Text section:
Cover Letter

 

Research Title: DSSS-Based Flow Marking Technique for Invisible Traceback

Student Name: Wei Yu

Affiliation: Ph.D. Student, Compute Science Dept., Texas A&M University

Postal Address: 4608 Dalrock Dr., Plano, TX 75024

Email: weiyu@cs.tamu.edu

Research Advisor Name: Dr. Wei Zhao, Rensselaer Polytechnic Institute (RPI)

Research Colleagues: Dr. Xinwen Fu, Dakota State University (DSU); Dr. Steve Graham (DSU); Dr. Dong Xuan, Ohio State Uiversity (OSU)

ACM Student Member Number: 9428623

Category: Graduate

Further information is available at http://students.cs.tamu.edu/weiyu/

 

Summary: Law enforcement agencies need the ability to conduct electronic surveillance to combat crime, terrorism, or other malicious activities exploiting the Internet. However, the proliferation of anonymous communication systems on the Internet has posed significant challenges to providing such traceback capability. In this project, we develop a new class of flow marking technique for invisible traceback based on Direct Sequence Spread Spectrum (DSSS), utilizing a Pseudo-Noise (PN) code. By interfering with a sender’s traffic and marginally varying its rate, an investigator can embed a secret spread spectrum signal into the sender’s traffic. The embedded signal is carried along with the traffic from the sender to the receiver, so the investigator can recognize the corresponding communication relationship, tracing the messages despite the use of anonymous networks. The secret PN code makes it difficult for others to detect the presence of such embedded signals, so the traceback, while available to investigators is, effectively invisible. We demonstrate a practical flow marking system which requires no training, and can achieve both high detection and low false positive rates. Using a combination of analytical modeling, simulations, and experiments on Tor (a popular Internet anonymous communication system), we demonstrate the effectiveness of the DSSS-based flow marking technique. Our ongoing studies have shown the double-edge nature of this DSSS-based technique which can be used by malicious attackers to secretly identify the deployed locations of Internet threat monitoring systems for Internet worm defense.

 

This project is jointed work between Texas A&M University and Dakota State University. It is partially supported by the NSF under CNS-0721766/CNS-0722856, the South Dakota Governor Individual Research Seed Grant Program, and the South Dakota Electronic Health Record Assessment (SDEHRA) project of the South Dakota Department of Health. As the result of this work, the following papers were published, including the 2007 IEEE Symposium on Security and Privacy (Oakland) (the most prominent international security conference), IEEE INFOCOM 2008, and IEEE DSN 2008.

[1] Wei Yu, Xinwen Fu, Steve Graham, Dong Xuan and Wei Zhao, “DSSS-Based Flow Marking Technique for Invisible Traceback”, in Proc. of IEEE Symposium on Security and Privacy (Oakland), May  2007.

[2] Xun Wang, Wei Yu, Xinwen Fu, Dong Xuan and Wei Zhao, “iLOC: An Invisible LOCalization Attack to Internet Threat Monitoring Systems”, In Proc. of IEEE International Conference on Computer Communications (INFOCOM), April 2008.

[3] Wei Yu, Nan Zhang, Xinwen Fu, Ricardo Bettati and Wei Zhao, “On Localization Attacks to Internet Threat Monitors: An Information-Theoretic Framework”, accepted to appear in Proc. of IEEE International Conference on Dependable Systems and Networks (DSN), June 2008.

Set of tasks:
1 > Translate this sentence from the cover letter into Spanish: "By interfering with a sender’s traffic and marginally varying its rate, an investigator can embed a secret spread spectrum signal into the sender’s traffic."
2 > Please extract every line in the rows below that contains the word "door".

Provided data:
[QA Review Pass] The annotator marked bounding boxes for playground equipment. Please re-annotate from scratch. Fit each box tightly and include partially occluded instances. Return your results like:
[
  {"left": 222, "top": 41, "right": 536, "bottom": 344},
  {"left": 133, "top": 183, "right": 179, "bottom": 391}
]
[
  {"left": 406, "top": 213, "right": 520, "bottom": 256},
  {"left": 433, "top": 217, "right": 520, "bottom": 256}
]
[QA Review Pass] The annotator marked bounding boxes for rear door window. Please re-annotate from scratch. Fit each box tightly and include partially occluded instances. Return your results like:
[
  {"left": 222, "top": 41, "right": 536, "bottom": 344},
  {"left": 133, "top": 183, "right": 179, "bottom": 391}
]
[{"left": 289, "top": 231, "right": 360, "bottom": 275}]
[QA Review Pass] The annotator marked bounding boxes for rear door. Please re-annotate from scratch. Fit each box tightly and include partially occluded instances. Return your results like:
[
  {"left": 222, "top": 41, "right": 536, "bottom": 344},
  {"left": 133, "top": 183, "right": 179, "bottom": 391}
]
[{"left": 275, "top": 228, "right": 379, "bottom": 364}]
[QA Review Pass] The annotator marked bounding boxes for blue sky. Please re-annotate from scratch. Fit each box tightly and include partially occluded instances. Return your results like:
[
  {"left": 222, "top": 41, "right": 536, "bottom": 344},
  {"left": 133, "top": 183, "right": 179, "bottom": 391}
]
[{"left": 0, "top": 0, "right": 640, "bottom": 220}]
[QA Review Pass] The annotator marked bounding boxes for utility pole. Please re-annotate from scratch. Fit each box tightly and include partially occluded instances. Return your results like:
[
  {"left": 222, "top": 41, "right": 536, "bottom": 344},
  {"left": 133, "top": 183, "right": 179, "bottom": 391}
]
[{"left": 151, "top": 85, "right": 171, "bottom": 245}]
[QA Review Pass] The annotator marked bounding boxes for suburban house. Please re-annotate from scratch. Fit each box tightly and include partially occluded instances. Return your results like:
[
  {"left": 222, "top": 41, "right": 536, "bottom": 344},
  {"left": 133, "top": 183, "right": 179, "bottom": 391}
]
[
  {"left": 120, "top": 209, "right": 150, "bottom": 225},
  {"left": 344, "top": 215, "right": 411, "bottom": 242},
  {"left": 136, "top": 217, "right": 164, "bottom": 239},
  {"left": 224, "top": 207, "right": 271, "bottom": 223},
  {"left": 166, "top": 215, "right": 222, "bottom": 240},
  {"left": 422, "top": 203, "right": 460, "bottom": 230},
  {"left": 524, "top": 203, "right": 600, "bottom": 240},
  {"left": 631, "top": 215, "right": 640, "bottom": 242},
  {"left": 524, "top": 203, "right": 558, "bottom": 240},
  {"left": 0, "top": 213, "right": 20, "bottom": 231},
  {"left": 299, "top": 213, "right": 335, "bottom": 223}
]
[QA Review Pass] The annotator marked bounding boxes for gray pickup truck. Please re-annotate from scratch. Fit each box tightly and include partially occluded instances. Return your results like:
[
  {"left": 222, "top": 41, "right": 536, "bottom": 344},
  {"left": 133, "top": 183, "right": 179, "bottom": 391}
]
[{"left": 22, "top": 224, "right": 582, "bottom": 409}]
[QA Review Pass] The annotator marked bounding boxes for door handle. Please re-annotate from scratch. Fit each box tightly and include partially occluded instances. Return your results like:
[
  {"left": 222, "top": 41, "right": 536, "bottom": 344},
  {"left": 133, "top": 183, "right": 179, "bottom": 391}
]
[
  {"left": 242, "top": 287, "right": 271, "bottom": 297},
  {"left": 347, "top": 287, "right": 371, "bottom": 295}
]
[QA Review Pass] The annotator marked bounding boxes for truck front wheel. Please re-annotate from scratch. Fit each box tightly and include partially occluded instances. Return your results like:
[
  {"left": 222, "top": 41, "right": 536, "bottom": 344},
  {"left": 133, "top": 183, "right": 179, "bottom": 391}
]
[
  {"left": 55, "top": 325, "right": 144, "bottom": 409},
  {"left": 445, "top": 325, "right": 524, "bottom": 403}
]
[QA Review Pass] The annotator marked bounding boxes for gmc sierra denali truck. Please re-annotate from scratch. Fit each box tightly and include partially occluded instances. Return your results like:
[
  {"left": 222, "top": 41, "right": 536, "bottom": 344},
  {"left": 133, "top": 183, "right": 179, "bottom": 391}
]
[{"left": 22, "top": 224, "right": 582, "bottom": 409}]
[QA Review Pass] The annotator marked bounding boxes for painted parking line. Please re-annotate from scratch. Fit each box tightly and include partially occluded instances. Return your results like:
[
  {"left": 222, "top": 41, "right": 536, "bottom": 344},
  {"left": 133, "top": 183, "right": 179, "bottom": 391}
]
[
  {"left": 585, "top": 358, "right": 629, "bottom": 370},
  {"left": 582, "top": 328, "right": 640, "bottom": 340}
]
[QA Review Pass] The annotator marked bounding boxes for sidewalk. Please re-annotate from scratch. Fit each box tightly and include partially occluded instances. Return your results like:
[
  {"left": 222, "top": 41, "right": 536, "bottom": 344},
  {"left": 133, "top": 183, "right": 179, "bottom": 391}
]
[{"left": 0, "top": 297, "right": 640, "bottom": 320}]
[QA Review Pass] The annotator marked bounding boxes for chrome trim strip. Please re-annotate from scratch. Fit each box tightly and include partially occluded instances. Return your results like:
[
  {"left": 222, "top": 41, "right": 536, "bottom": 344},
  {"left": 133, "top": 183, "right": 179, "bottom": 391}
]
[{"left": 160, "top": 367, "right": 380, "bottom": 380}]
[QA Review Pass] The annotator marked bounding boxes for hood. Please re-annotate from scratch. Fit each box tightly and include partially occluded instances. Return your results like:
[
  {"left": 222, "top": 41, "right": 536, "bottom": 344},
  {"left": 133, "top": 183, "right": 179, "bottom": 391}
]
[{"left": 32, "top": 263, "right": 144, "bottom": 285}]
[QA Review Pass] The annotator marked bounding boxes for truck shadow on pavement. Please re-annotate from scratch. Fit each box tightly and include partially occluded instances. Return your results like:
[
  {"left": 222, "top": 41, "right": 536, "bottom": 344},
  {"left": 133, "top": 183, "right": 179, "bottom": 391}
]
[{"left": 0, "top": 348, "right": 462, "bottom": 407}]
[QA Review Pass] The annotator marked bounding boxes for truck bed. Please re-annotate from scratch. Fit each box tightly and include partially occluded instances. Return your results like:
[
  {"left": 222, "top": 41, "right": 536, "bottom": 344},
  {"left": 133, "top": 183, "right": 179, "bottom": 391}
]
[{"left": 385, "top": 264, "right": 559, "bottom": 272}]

Exercise answers:
1 > Al interferir con el tráfico de un emisor y variar ligeramente su tasa, un investigador puede incrustar una señal secreta de espectro ensanchado en el tráfico del emisor.

2 >
[QA Review Pass] The annotator marked bounding boxes for rear door window. Please re-annotate from scratch. Fit each box tightly and include partially occluded instances. Return your results like:
[QA Review Pass] The annotator marked bounding boxes for rear door. Please re-annotate from scratch. Fit each box tightly and include partially occluded instances. Return your results like:
[QA Review Pass] The annotator marked bounding boxes for door handle. Please re-annotate from scratch. Fit each box tightly and include partially occluded instances. Return your results like:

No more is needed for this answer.